───── 给定原文
如何获取到这些信息: 在main函数的一开始,调用rte_eal_init()
获取用户、系统的相关配置信息以及设置基础运行环境。
其中调用rte_bus_scan()
来扫描、获取系统中的网卡信息;老版本这里的调用是rte_eal_pci_init()
。新版本将DPDK所有总线做了整合。
下面看详细代码:
/* Scan all the buses for registered devices */
int
rte_bus_scan(void)
{
int ret;
struct rte_bus *bus = NULL;
TAILQ_FOREACH(bus, &rte_bus_list, next) {
ret = bus->scan();
if (ret)
RTE_LOG(ERR, EAL, "Scan for (%s) bus failed.\n",
bus->name);
}
return 0;
}
遍历rte_bus_list
链表,当此时为pci总线的时候,执行struct rte_pci_bus rte_pci_bus
注册的scan函数rte_pci_scan
。
首先,执行.device_list = TAILQ_HEAD_INITIALIZER(rte_pci_bus.device_list),
初始化了rte_pci_bus.device_list链表,后面扫描的到的pci网卡设备信息会记录到这个链表中; 然后,调用rte_pci_scan()
扫描系统中的PCI网卡:遍历 “/sys/bus/pci/devices”目录下的所有pci地址,逐个获取对应的pci地址、pci id、sriov使能时的vf个数、亲和的numa、设备地址空间、驱动类型等;
具体函数如下:
/*
* Scan the content of the PCI bus, and the devices in the devices
* list
*/
int
rte_pci_scan(void)
{
struct dirent *e;
DIR *dir;
char dirname[PATH_MAX];
struct rte_pci_addr addr;
/* for debug purposes, PCI can be disabled */
if (!rte_eal_has_pci())
return 0;
#ifdef VFIO_PRESENT
if (!pci_vfio_is_enabled())
RTE_LOG(DEBUG, EAL, "VFIO PCI modules not loaded\n");
#endif
// linux一般来说打开/sys/bus/pci/devices路径
dir = opendir(rte_pci_get_sysfs_path());
if (dir == NULL) {
RTE_LOG(ERR, EAL, "%s(): opendir failed: %s\n",
__func__, strerror(errno));
return -1;
}
while ((e = readdir(dir)) != NULL) {
if (e->d_name[0] == '.')
continue;
if (parse_pci_addr_format(e->d_name, sizeof(e->d_name), &addr) != 0)
continue;
snprintf(dirname, sizeof(dirname), "%s/%s",
rte_pci_get_sysfs_path(), e->d_name);
// 实际pci信息获取
if (pci_scan_one(dirname, &addr) < 0)
──────────
───── 摘录数据
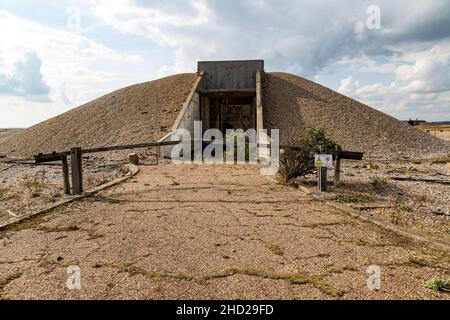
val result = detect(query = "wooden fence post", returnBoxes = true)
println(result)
[61,156,70,194]
[317,146,328,192]
[334,155,341,188]
[70,147,83,195]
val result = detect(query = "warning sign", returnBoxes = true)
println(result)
[314,154,333,168]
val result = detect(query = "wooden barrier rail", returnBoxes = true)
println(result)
[34,140,364,195]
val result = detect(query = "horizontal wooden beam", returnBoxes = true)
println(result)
[199,88,256,96]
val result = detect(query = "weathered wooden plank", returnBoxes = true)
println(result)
[70,147,83,195]
[61,156,70,194]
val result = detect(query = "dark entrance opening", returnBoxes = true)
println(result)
[201,93,256,134]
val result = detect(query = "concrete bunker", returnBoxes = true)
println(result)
[160,60,264,158]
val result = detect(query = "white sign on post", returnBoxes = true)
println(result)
[314,154,333,168]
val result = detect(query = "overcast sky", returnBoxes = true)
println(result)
[0,0,450,127]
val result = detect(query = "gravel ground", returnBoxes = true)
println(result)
[0,153,133,224]
[263,72,450,159]
[299,161,450,240]
[0,165,450,299]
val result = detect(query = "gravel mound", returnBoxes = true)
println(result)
[0,72,450,158]
[263,72,450,158]
[0,73,196,157]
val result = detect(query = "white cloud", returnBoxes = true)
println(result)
[338,42,450,120]
[0,52,50,101]
[0,10,156,127]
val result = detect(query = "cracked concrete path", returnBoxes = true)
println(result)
[0,165,450,299]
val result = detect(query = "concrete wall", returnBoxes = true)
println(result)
[198,60,264,90]
[160,92,200,158]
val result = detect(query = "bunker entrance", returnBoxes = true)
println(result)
[201,94,256,134]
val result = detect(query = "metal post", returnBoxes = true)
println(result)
[61,156,70,194]
[70,147,83,195]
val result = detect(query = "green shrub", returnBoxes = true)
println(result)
[426,278,450,292]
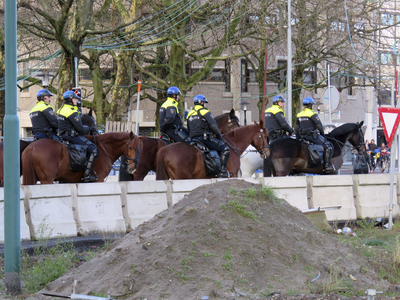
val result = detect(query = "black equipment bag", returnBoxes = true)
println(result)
[308,144,324,168]
[66,143,88,172]
[202,150,221,177]
[190,140,221,177]
[353,153,368,174]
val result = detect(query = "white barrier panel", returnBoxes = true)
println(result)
[263,176,309,210]
[0,174,400,242]
[126,181,168,229]
[25,184,76,239]
[310,175,354,221]
[0,188,31,244]
[77,183,126,235]
[357,174,399,218]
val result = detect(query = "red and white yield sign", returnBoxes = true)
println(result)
[378,107,400,148]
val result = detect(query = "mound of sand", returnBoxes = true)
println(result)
[39,180,389,299]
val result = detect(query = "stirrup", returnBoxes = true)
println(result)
[218,171,229,178]
[82,175,99,182]
[324,165,336,173]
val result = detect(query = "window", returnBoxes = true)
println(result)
[278,59,287,80]
[354,23,365,34]
[379,52,393,65]
[378,90,391,106]
[22,61,30,93]
[345,76,356,96]
[381,14,394,26]
[240,59,250,93]
[247,15,259,24]
[222,59,231,92]
[303,70,317,85]
[331,21,346,31]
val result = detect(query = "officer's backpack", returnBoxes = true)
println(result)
[190,141,221,177]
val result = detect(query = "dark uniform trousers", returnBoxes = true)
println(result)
[61,135,97,156]
[162,126,189,143]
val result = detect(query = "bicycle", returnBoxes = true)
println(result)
[381,155,390,173]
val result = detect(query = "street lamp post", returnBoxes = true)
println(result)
[242,101,249,125]
[261,27,279,116]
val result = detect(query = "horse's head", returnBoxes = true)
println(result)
[81,114,97,135]
[125,131,142,174]
[251,120,269,158]
[349,121,368,156]
[215,108,240,134]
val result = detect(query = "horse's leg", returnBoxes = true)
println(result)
[271,157,295,176]
[32,139,63,184]
[156,148,169,180]
[21,147,38,185]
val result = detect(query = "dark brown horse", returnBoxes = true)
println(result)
[156,120,268,180]
[132,108,240,181]
[264,122,367,176]
[22,132,142,185]
[0,113,97,187]
[0,140,32,187]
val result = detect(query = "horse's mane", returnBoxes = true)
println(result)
[96,132,129,141]
[328,123,358,137]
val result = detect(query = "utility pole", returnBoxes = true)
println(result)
[287,0,293,125]
[4,0,21,295]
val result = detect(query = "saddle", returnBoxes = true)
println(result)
[299,138,324,168]
[160,132,175,146]
[60,139,88,172]
[190,140,221,177]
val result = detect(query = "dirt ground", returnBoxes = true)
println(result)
[28,180,400,300]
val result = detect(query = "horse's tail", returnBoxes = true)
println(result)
[156,148,169,180]
[21,147,38,185]
[264,154,275,177]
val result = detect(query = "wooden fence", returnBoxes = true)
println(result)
[105,121,136,133]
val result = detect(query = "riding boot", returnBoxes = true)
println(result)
[82,151,98,182]
[324,148,335,173]
[218,147,230,178]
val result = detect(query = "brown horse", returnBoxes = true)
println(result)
[0,140,32,187]
[156,120,268,180]
[128,108,240,181]
[264,122,368,177]
[22,132,142,185]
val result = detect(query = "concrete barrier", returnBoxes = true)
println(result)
[125,181,168,230]
[353,174,400,219]
[23,184,76,239]
[0,188,31,244]
[308,175,357,221]
[76,182,126,235]
[0,174,400,243]
[261,176,309,210]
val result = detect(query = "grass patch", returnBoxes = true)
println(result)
[221,199,257,221]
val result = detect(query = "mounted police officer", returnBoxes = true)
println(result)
[187,95,230,178]
[295,97,335,173]
[265,95,294,142]
[58,91,98,182]
[29,89,59,141]
[159,86,190,142]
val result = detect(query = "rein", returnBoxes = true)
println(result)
[124,139,142,167]
[329,129,365,152]
[223,129,269,157]
[227,113,240,130]
[93,134,142,169]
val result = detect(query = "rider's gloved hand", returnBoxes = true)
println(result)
[89,127,99,134]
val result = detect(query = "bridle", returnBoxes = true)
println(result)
[228,113,240,130]
[224,128,269,157]
[249,128,269,158]
[93,135,142,169]
[124,137,142,168]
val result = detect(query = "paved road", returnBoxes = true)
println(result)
[339,163,399,175]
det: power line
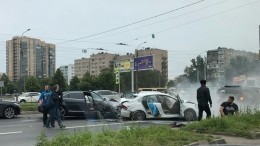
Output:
[57,0,205,44]
[127,0,260,42]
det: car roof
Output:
[137,91,170,96]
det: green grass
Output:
[37,126,213,146]
[183,108,260,138]
[20,102,38,111]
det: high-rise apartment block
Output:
[6,36,56,81]
[59,64,75,85]
[207,47,258,84]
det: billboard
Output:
[134,56,153,70]
[114,60,131,72]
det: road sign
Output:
[134,56,153,70]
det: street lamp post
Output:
[20,29,31,91]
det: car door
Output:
[63,92,87,113]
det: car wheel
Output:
[60,106,66,120]
[133,111,145,121]
[3,106,15,119]
[184,109,197,121]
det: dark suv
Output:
[217,85,260,103]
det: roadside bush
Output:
[183,108,260,138]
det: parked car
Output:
[0,101,21,119]
[217,85,260,103]
[121,92,198,121]
[58,91,119,117]
[14,92,40,103]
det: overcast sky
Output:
[0,0,260,79]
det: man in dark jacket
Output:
[197,80,212,121]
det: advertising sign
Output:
[134,56,153,70]
[0,81,5,87]
[114,61,131,72]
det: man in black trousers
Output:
[197,80,212,121]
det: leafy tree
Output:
[184,55,206,82]
[98,68,116,90]
[51,68,67,91]
[70,76,80,91]
[25,76,40,92]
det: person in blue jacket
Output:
[39,85,51,127]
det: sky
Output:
[0,0,260,79]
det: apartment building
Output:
[6,36,56,81]
[60,64,75,85]
[207,47,259,84]
[138,48,168,80]
[74,58,90,78]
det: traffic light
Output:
[115,71,120,84]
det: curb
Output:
[185,138,226,146]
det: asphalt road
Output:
[0,114,180,146]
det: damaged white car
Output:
[121,92,198,121]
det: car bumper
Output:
[120,109,131,118]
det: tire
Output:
[133,111,146,121]
[60,106,67,120]
[3,106,15,119]
[184,109,197,121]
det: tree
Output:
[25,76,40,92]
[184,55,206,82]
[70,76,80,91]
[51,68,67,91]
[0,74,15,94]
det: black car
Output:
[61,91,118,117]
[217,85,260,103]
[0,101,21,119]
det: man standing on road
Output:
[219,96,238,117]
[39,85,51,127]
[197,80,212,121]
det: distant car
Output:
[58,91,117,117]
[217,85,260,103]
[14,92,40,103]
[0,101,21,119]
[121,92,198,121]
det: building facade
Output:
[74,58,90,78]
[207,47,258,84]
[6,36,56,81]
[60,64,75,85]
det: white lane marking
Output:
[22,120,37,122]
[0,131,23,135]
[65,121,145,129]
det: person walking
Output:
[46,86,65,129]
[39,85,51,127]
[219,96,238,117]
[197,80,212,121]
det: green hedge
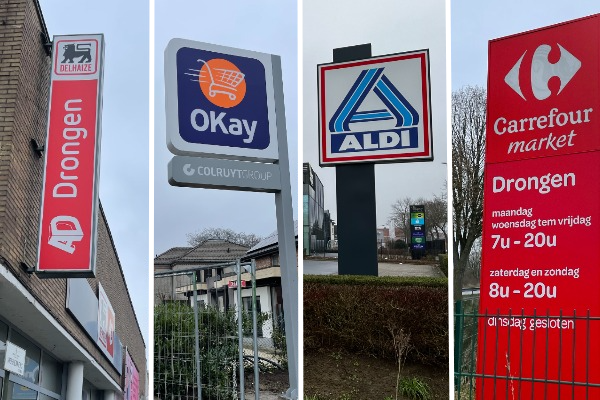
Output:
[303,275,448,365]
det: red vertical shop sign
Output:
[476,15,600,400]
[36,35,104,277]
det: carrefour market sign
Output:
[165,39,279,162]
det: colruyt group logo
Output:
[319,51,432,165]
[486,18,600,162]
[166,39,277,159]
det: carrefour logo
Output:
[177,47,270,149]
[504,43,581,101]
[319,50,432,165]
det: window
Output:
[41,353,63,393]
[0,322,63,400]
[10,329,41,386]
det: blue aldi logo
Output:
[165,39,278,161]
[318,50,433,166]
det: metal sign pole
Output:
[250,259,260,400]
[235,259,246,400]
[271,56,298,399]
[191,272,202,400]
[333,44,378,276]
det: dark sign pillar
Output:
[333,44,377,276]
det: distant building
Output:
[302,163,330,255]
[154,239,248,310]
[154,225,298,338]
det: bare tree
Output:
[452,86,486,300]
[186,228,262,247]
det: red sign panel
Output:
[476,15,600,400]
[36,35,103,276]
[486,15,600,163]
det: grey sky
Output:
[451,0,600,90]
[154,0,298,254]
[301,0,447,225]
[40,0,149,346]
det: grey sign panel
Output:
[169,156,281,193]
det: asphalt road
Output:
[303,260,444,277]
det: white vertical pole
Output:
[271,55,298,399]
[235,258,246,400]
[250,259,260,400]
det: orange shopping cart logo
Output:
[187,58,246,108]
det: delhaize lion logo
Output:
[190,58,246,108]
[61,43,92,64]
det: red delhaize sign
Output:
[475,15,600,400]
[36,34,104,277]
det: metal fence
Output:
[154,262,286,400]
[454,293,600,400]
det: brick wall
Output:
[0,0,146,391]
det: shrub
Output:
[400,378,433,400]
[304,275,448,366]
[154,302,238,399]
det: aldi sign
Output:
[475,15,600,400]
[318,50,433,166]
[36,35,104,277]
[165,39,279,162]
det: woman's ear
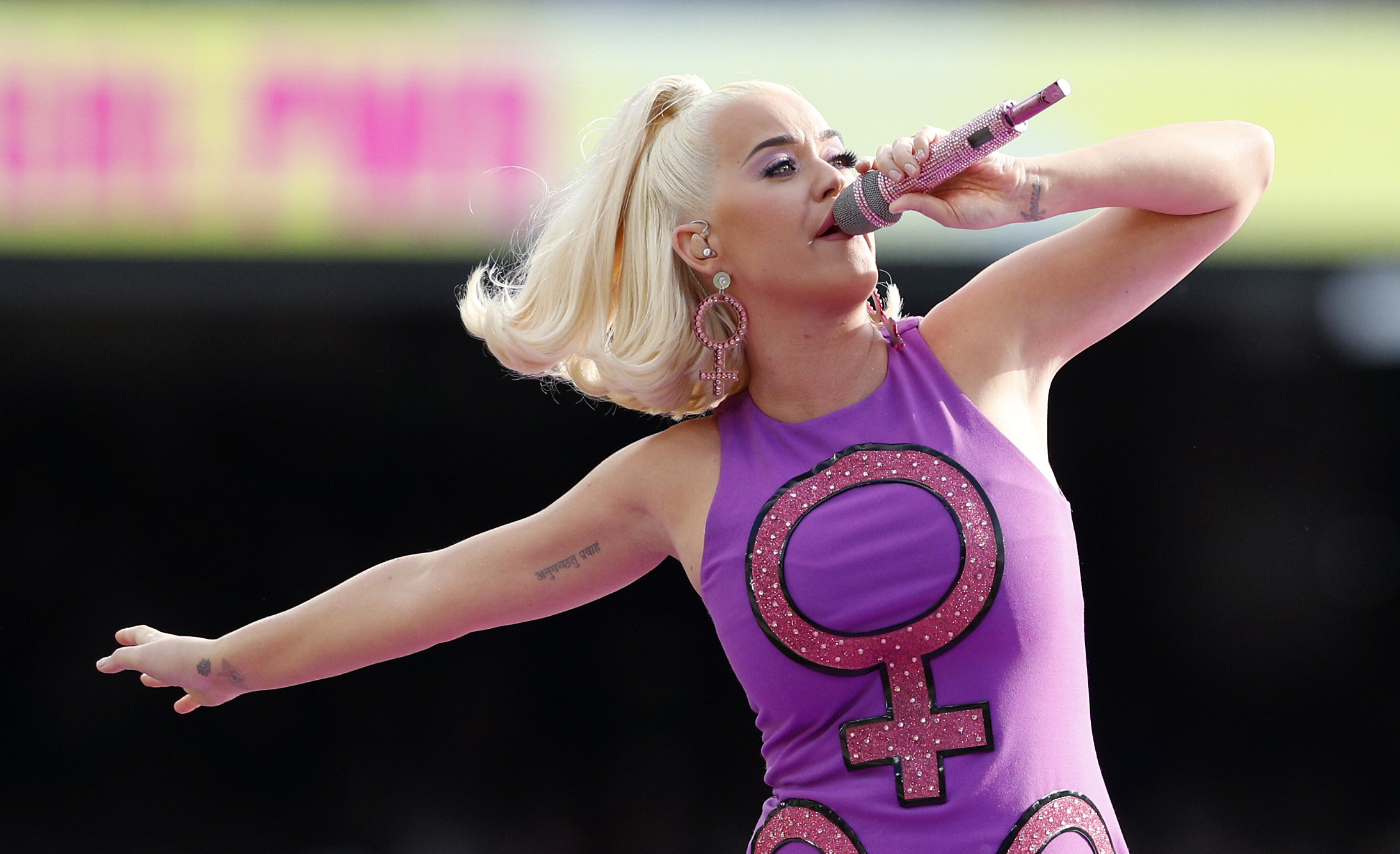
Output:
[671,223,720,282]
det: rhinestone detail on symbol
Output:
[997,789,1114,854]
[749,798,865,854]
[746,444,1002,807]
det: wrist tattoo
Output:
[1020,172,1046,223]
[535,542,602,581]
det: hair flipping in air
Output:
[459,74,897,417]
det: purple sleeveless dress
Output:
[700,319,1127,854]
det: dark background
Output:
[0,257,1400,854]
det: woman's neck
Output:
[744,307,888,424]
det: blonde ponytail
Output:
[458,74,896,417]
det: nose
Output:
[815,161,851,202]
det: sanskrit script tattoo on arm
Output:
[195,658,248,690]
[1020,172,1047,223]
[535,542,602,581]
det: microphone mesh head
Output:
[832,170,901,235]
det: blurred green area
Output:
[0,3,1400,263]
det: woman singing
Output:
[98,76,1273,854]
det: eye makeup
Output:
[763,151,860,178]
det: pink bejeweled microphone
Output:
[832,78,1070,234]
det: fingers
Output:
[875,136,919,181]
[97,647,132,673]
[861,125,948,181]
[914,125,948,163]
[117,626,165,647]
[889,193,958,228]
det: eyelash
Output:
[763,151,860,178]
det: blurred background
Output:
[0,1,1400,854]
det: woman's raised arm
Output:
[918,122,1274,378]
[97,414,718,713]
[858,122,1274,479]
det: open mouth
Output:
[816,213,841,239]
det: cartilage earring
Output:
[693,270,749,398]
[690,220,714,257]
[869,284,905,350]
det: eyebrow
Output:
[739,127,841,166]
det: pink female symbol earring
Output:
[693,270,749,398]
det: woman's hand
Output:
[97,626,248,714]
[855,125,1046,228]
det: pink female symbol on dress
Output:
[997,789,1114,854]
[746,444,1002,807]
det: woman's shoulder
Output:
[633,414,720,571]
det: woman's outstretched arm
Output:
[98,414,718,713]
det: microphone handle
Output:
[832,78,1070,234]
[833,101,1025,234]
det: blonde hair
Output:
[458,74,899,417]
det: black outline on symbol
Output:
[997,788,1113,854]
[743,442,1006,806]
[749,798,867,854]
[841,691,997,807]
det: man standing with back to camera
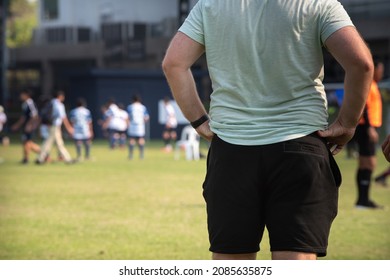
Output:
[163,0,373,259]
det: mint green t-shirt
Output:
[179,0,353,145]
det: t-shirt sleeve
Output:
[179,0,205,45]
[321,0,354,43]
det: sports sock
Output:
[129,144,134,159]
[139,145,145,159]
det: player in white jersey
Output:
[70,98,93,160]
[127,95,149,159]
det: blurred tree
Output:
[6,0,38,48]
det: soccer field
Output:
[0,141,390,260]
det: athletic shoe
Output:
[356,200,384,209]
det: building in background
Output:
[10,0,194,97]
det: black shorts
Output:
[203,135,341,256]
[22,132,34,143]
[354,125,376,157]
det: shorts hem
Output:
[210,248,260,255]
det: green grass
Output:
[0,141,390,260]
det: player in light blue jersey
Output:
[70,98,93,160]
[127,95,149,159]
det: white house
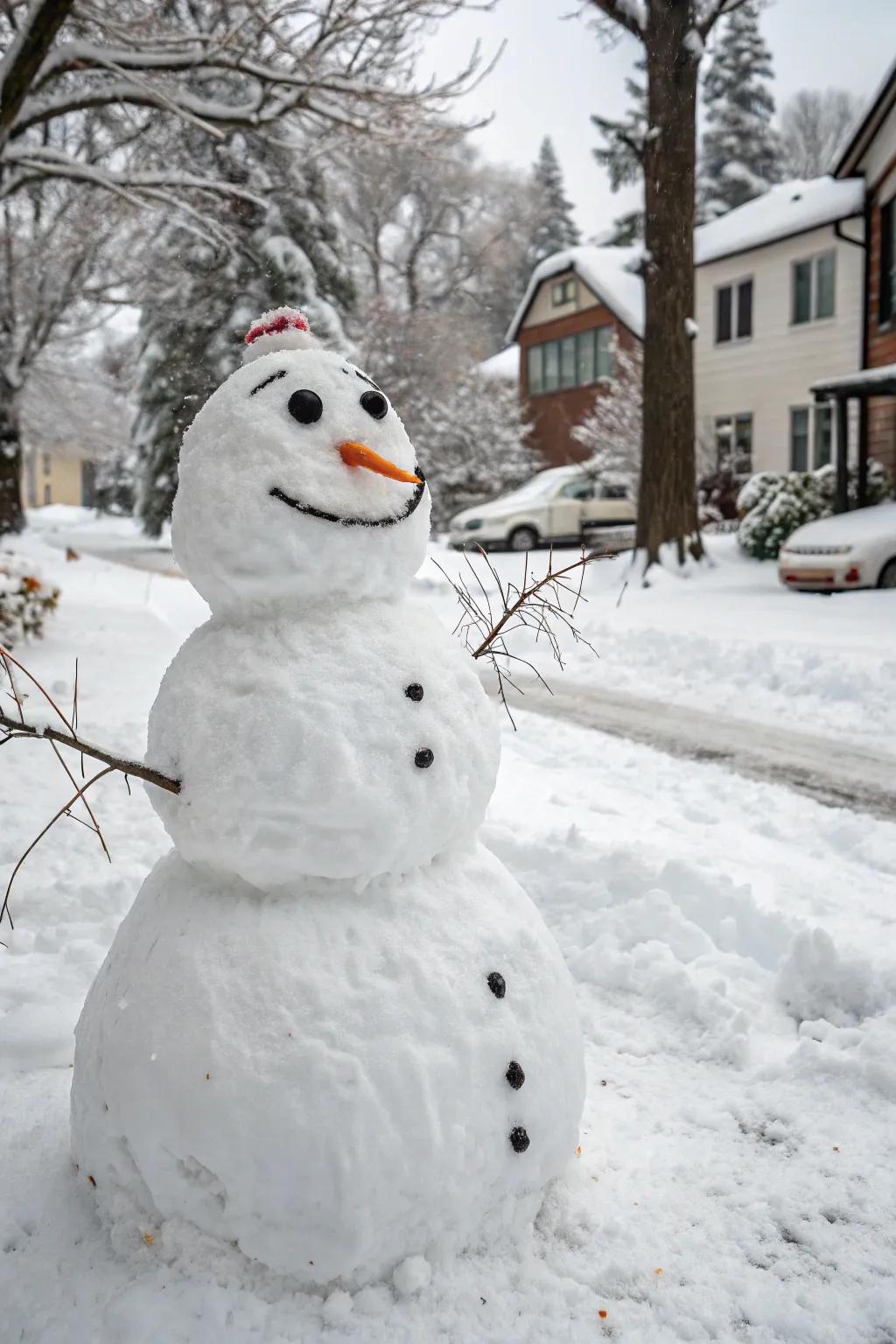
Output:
[695,178,865,474]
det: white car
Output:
[449,466,635,551]
[778,502,896,592]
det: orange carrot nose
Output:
[339,439,421,485]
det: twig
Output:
[0,765,117,928]
[0,714,180,801]
[432,547,615,729]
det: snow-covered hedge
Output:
[738,461,893,561]
[0,552,60,649]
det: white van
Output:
[449,466,637,551]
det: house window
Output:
[813,406,834,471]
[716,414,752,476]
[716,279,752,346]
[790,406,808,472]
[525,346,544,396]
[525,326,614,396]
[550,276,575,308]
[880,196,896,326]
[790,406,834,472]
[791,251,836,326]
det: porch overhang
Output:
[808,364,896,514]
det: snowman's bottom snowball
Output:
[71,850,584,1287]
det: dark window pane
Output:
[793,261,811,323]
[544,340,560,393]
[816,253,836,317]
[733,416,752,476]
[560,336,575,387]
[790,406,808,472]
[813,406,834,471]
[527,346,544,396]
[716,285,731,344]
[575,328,597,387]
[738,279,752,336]
[880,198,896,323]
[598,326,612,378]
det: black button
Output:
[286,387,324,424]
[508,1125,529,1153]
[504,1059,525,1091]
[361,393,388,419]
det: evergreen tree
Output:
[592,57,648,248]
[131,136,352,536]
[525,136,580,275]
[697,0,780,220]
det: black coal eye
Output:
[288,387,324,424]
[361,393,388,419]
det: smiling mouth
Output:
[269,466,426,527]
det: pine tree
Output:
[131,136,352,536]
[697,0,780,220]
[592,57,648,248]
[525,136,580,272]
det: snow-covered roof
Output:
[808,364,896,394]
[508,245,643,340]
[693,178,865,266]
[475,344,520,383]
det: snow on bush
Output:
[0,552,60,648]
[738,459,893,561]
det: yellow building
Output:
[22,363,131,508]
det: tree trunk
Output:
[0,381,25,536]
[637,0,703,567]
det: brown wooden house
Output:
[508,246,643,466]
[813,62,896,508]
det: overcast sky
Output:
[427,0,896,236]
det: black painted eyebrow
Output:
[248,368,286,396]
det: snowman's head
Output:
[172,309,430,610]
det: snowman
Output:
[71,309,584,1291]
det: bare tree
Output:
[0,0,491,532]
[780,88,861,181]
[590,0,746,567]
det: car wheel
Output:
[878,555,896,587]
[508,527,539,551]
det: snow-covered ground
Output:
[0,519,896,1344]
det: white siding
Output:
[522,270,599,326]
[695,221,864,472]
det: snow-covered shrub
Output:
[738,461,893,561]
[0,552,60,649]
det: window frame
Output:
[712,411,753,476]
[790,248,836,326]
[712,271,756,346]
[788,402,836,472]
[878,195,896,331]
[788,406,814,472]
[525,323,617,396]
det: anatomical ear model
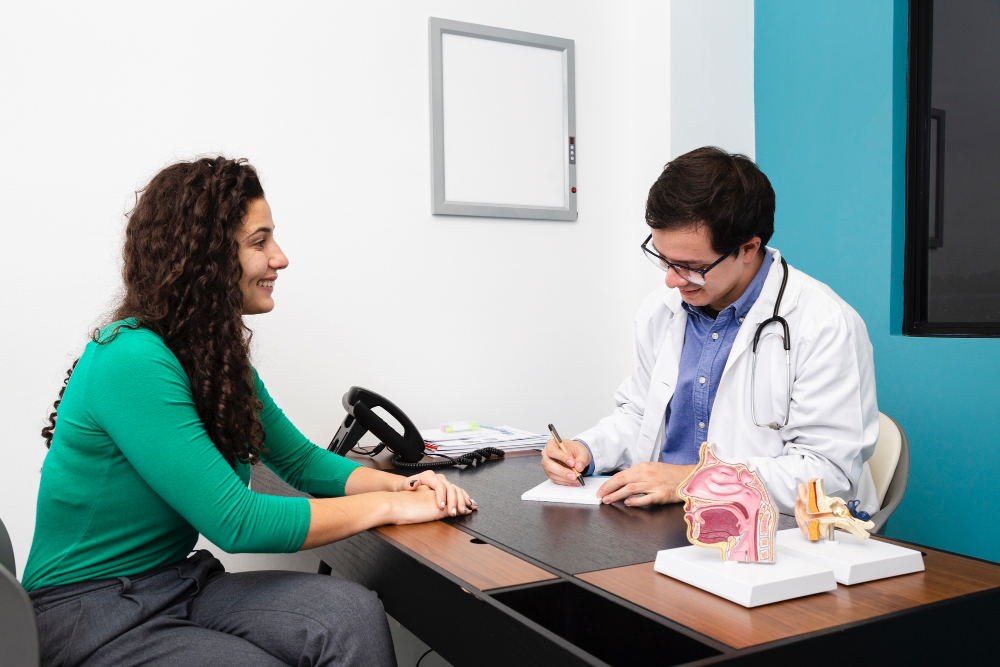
──────────
### 任务
用两句话概括原文内容。

### 完整输出
main 函数开头调用 rte_eal_init() 获取配置信息并设置基础运行环境，其中调用 rte_bus_scan() 遍历 rte_bus_list 链表，对 PCI 总线则执行其注册的扫描函数 rte_pci_scan()；老版本此处调用的是 rte_eal_pci_init()，新版本整合了 DPDK 所有总线。rte_pci_scan() 遍历“/sys/bus/pci/devices”目录下的所有 pci 地址，逐个获取 pci id、sriov 使能时的 vf 个数、亲和的 numa、设备地址空间、驱动类型等信息，并记录到已初始化的 rte_pci_bus.device_list 链表中。